*What you need to do*. Each record is to be copied exactly, with its pictures left behind.

[Stored dataset items]
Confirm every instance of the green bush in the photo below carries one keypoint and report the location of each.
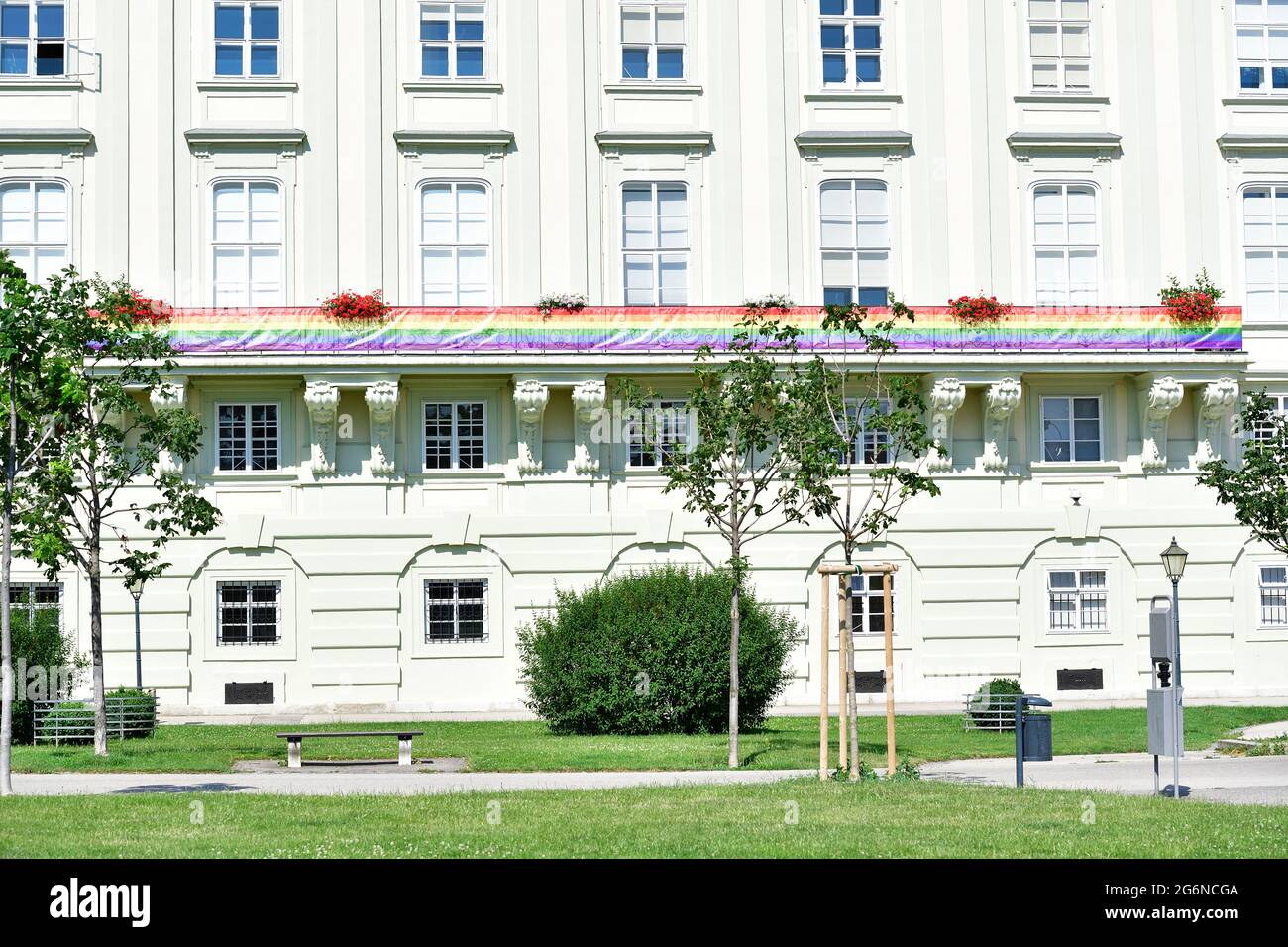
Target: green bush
(649, 654)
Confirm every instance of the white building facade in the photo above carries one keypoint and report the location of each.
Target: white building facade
(395, 509)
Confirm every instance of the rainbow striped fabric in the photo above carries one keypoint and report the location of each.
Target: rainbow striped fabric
(509, 330)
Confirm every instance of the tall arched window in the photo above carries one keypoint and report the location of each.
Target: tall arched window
(34, 226)
(246, 244)
(455, 244)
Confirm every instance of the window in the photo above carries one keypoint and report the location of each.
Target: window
(871, 444)
(455, 244)
(33, 39)
(249, 437)
(1067, 244)
(656, 244)
(452, 43)
(249, 612)
(248, 39)
(1070, 429)
(653, 40)
(1261, 46)
(455, 436)
(1273, 585)
(851, 35)
(1060, 46)
(867, 603)
(1265, 250)
(34, 226)
(246, 244)
(664, 431)
(1078, 599)
(455, 609)
(855, 243)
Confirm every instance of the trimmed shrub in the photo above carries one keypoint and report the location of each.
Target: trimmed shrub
(649, 654)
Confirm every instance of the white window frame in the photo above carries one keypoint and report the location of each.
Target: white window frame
(250, 585)
(656, 252)
(455, 437)
(456, 247)
(1279, 592)
(1265, 26)
(675, 433)
(855, 249)
(848, 21)
(1080, 591)
(684, 46)
(245, 440)
(34, 245)
(1060, 25)
(1072, 442)
(246, 43)
(248, 247)
(456, 602)
(33, 42)
(452, 43)
(1068, 248)
(868, 598)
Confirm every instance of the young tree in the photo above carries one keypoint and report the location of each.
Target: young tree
(759, 458)
(1254, 488)
(883, 441)
(103, 501)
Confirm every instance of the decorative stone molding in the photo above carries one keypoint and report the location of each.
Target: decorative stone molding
(945, 398)
(322, 398)
(1215, 405)
(1000, 403)
(381, 401)
(588, 402)
(171, 393)
(1162, 398)
(529, 399)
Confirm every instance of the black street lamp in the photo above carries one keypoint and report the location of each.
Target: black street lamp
(1173, 564)
(136, 589)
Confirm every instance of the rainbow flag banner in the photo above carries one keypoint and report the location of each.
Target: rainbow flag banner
(682, 329)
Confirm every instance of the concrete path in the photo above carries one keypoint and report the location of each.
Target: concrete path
(329, 784)
(1203, 776)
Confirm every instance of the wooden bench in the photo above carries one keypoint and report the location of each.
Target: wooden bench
(294, 742)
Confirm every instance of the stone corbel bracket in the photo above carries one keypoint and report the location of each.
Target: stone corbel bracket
(529, 401)
(381, 399)
(1000, 403)
(170, 394)
(945, 399)
(322, 399)
(1215, 406)
(1162, 398)
(589, 399)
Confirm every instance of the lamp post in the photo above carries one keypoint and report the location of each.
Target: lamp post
(136, 589)
(1173, 564)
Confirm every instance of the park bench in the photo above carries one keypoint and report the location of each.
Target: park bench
(294, 742)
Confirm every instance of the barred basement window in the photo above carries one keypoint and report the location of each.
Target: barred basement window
(455, 609)
(249, 612)
(1078, 599)
(249, 437)
(455, 436)
(1274, 595)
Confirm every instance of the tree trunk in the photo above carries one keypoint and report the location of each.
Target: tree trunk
(95, 634)
(7, 684)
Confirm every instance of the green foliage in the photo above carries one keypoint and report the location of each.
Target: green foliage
(649, 654)
(1254, 488)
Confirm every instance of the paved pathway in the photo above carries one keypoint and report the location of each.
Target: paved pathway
(330, 784)
(1205, 776)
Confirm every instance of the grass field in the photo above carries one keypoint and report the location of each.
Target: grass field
(863, 821)
(785, 742)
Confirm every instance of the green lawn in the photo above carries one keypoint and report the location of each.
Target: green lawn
(857, 821)
(784, 744)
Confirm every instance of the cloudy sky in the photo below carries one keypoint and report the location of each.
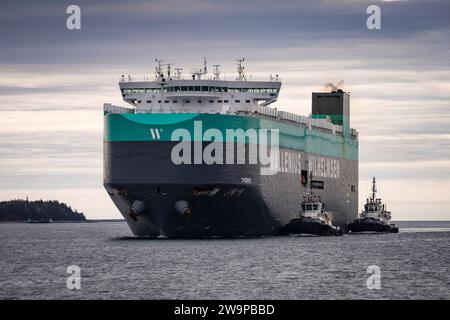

*The completed task*.
Confirm every instance of the green bush in the photo below carries one keypoint and report the location of each.
Target: green bush
(649, 654)
Confirm every instance of the white building facade in the photo above carries one keypoint and report the location of each.
Target: white building facade
(395, 509)
Confirm every instance of the rainbow striped fabric in the photo above carries one keypoint and report the location of each.
Target: rainbow striped fabric
(509, 330)
Confirm every instance of the tall arched window in the photo above carries one keypoint and report the location of each.
Target: tall arched window
(34, 226)
(246, 244)
(455, 244)
Confirm every instance of the window in the photo above carries one keypoint and report the location of each.
Target: window
(871, 444)
(455, 244)
(33, 39)
(249, 437)
(1067, 244)
(656, 244)
(452, 43)
(249, 612)
(248, 39)
(1070, 429)
(653, 40)
(1261, 46)
(455, 436)
(1273, 585)
(851, 35)
(1060, 46)
(867, 603)
(1265, 250)
(34, 226)
(246, 244)
(664, 431)
(1078, 599)
(455, 609)
(855, 243)
Confirm every instance of the trimmed shrub in the photo above carries one keypoint and report the location of each.
Target: trimmed shrub
(649, 654)
Confirm every instance of the white window frame in the photo above carries one keypoint and report the location of each.
Target: white window frame
(250, 585)
(656, 252)
(455, 437)
(456, 247)
(1279, 592)
(1265, 26)
(675, 433)
(855, 249)
(848, 21)
(1080, 591)
(684, 46)
(245, 440)
(34, 245)
(1060, 25)
(1072, 442)
(246, 43)
(248, 247)
(456, 602)
(33, 42)
(452, 43)
(1068, 248)
(868, 598)
Confirm every instance of the young tree in the photo above carries one keypoint and report the location of each.
Target: young tree
(759, 458)
(1254, 488)
(883, 441)
(103, 501)
Confirm every instance of the decorative stone molding in the photo above carries one keypoint and report the location of each.
Target: decorative stone molding
(945, 398)
(322, 398)
(1215, 405)
(1000, 403)
(381, 401)
(588, 402)
(171, 393)
(1162, 398)
(529, 399)
Confirm every instance of the black street lamp in the photo above carries one keypoint and report the location of each.
Target: black street lamp
(1173, 564)
(136, 589)
Confirm every instance of the rainbow flag banner in the photo above carries one keypoint and report the location of each.
Target: rainbow flag banner
(682, 329)
Confirm every instance of the concrete path in the photo above carries one keypoint and report the location of each.
Target: concrete path
(329, 784)
(1203, 776)
Confirm every instance of the wooden bench in the photo above carries one keypoint and report the location of each.
Target: wooden bench
(294, 742)
Confirm every instance of the stone corbel bracket in the photo above carries one keypoint and report the location of each.
Target: stone corbel bracket
(529, 401)
(381, 399)
(1000, 403)
(170, 394)
(945, 399)
(322, 399)
(1215, 406)
(1162, 398)
(589, 399)
Confirm every instance of the lamp post in the photo above carries one keypoint and report the location of each.
Target: lamp post
(136, 589)
(1173, 564)
Confirm every instance of the park bench in the photo above carries one keypoint and report the location of each.
Target: park bench
(294, 742)
Confirm every instance of the barred basement window in the photo above carries one keypoint and report the location of each.
Target: barred basement window
(455, 609)
(249, 612)
(1078, 599)
(249, 437)
(455, 436)
(1274, 595)
Confirm every instance of the tree trunk in the photo above carries one keypoint and report the location of each.
Target: tree trunk
(95, 634)
(7, 684)
Confirm every instance of the green foliage in the photo above carries one keypoint and report the location of each.
Target: green foliage
(649, 654)
(1254, 488)
Confirm every instance of the paved pathway in the photo above carries one keypoint and report the location of each.
Target: paved pathway
(330, 784)
(1205, 776)
Confirm every instance of the grass field in the photo above carries one keypoint and report the location of each.
Target: grass field
(863, 821)
(785, 742)
Confirm every instance of the green lawn in the photo above carries one keypoint and report the location of each.
Target: green lawn
(857, 821)
(784, 744)
Confirm every instance of the cloudy sky in the photo below carries one keypoint and report the location of each.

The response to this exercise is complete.